§ What you have to do
Please rewrite the entries below with every "metal railing" changed to "iron railing" and nothing else altered, leaving the pictures out.

§ Extracted records
__________________________________________________
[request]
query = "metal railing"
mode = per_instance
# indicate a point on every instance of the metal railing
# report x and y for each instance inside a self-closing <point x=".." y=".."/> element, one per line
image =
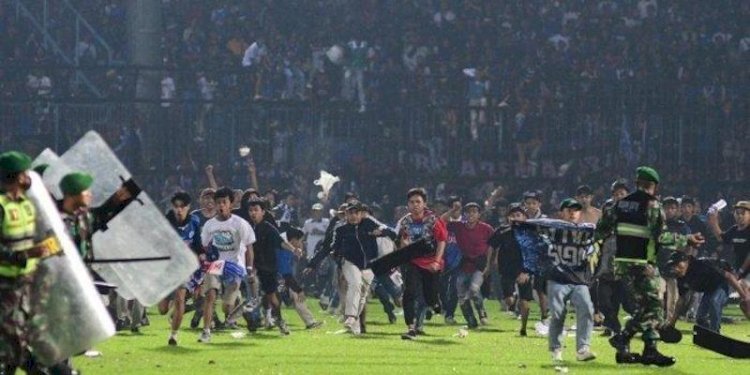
__________________________________________________
§ Exercise response
[request]
query = "iron railing"
mode = per_instance
# indicate a point on every instance of the iron railing
# report x and y for each instance inside a self-closing <point x=".." y=".."/> element, one per line
image =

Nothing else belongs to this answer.